What do you do with leftover rice?

Two Kate Stories

Just because.

1.

Kate usually pushes Flora’s buttons by humming or singing along to songs that we play in my car. I mean, it drives Flora around the bend. (I don’t notice Kate’s noise, but Flora’s whinging about it drives ME around the bend. Oy.)

On a recent trip to the library, they started in on each other, and to disrupt it, I said to Kate, “Tell us a story instead.”

Kate told her version of The Three Bears:

“Once upon a time, there were three bears who lived in the woods. One day they got up and decided to have porridge for breakfast. The papa bear took a bite and said, ‘This porridge is too hot! Patoie!’ The mama bear took a bite and said, ‘This porridge is too cold! Patoie!’ The baby bear said, ‘I’M DYING!'”

Maybe you had to hear her delivery, but Flora and I *broke up*.

2.

We’ve had a periodic critter problem since we have moved into our house eight years ago. The mice find it nice and cozy in the wintertime.

Since demo’ing most of the basement, the activity on the main floor of the house has seen a significant upswing.

We don’t like it. We recently upgraded to snap traps from the glue traps we had been using. Somehow those fuckers have been able to get out of the glue traps.

Flora does not like the look of the snap traps. She finds it distressing to think of the mice dying like that.

Kate this morning blithely pointed out, “Yeah but Flora, those glue traps have caught your foot, Michael’s hand, and one mouse.”

It’s Not Supposed to be Easy

“What parent has it easy? I just never make the difficulty of it an obstacle. I just do it.” — Marlee Matlin

My parents shared this quote with me this weekend, based in part in my fretting in last Thursday’s post.

I assured them that I don’t actually think about parenting too much. It may look like I over think it, but that’s just because I talk about it “in public” as it were.

It’s true, parenting is a tough job. It’s easy to over think (if you are an over thinker, like I am). Despite the obstacles, once you are a parent, when you are a good parent, Matlin has it right. You just do it.

As one of my history teachers in high school used to say, no one ever claimed life was going to be easy.

I am okay with parenting not being easy. I am okay with not feeling like I am a “natural” parent, like I struggle to parent my children well. I *want* to parent my children well, and I think that’s important.

______________________________

**Task objective**
Transcribe the passage of the family stories above that opens with the words "Kate this morning" and closes with "to be easy.".

**Given data**
______________________________

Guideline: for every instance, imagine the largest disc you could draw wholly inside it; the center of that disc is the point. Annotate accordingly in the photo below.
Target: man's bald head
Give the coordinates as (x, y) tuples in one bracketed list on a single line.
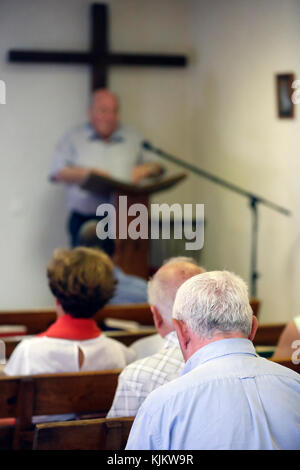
[(163, 286), (104, 112)]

______________________________

**Full answer**
Kate this morning blithely pointed out, “Yeah but Flora, those glue traps have caught your foot, Michael’s hand, and one mouse.”

It’s Not Supposed to be Easy

“What parent has it easy? I just never make the difficulty of it an obstacle. I just do it.” — Marlee Matlin

My parents shared this quote with me this weekend, based in part in my fretting in last Thursday’s post.

I assured them that I don’t actually think about parenting too much. It may look like I over think it, but that’s just because I talk about it “in public” as it were.

It’s true, parenting is a tough job. It’s easy to over think (if you are an over thinker, like I am). Despite the obstacles, once you are a parent, when you are a good parent, Matlin has it right. You just do it.

As one of my history teachers in high school used to say, no one ever claimed life was going to be easy.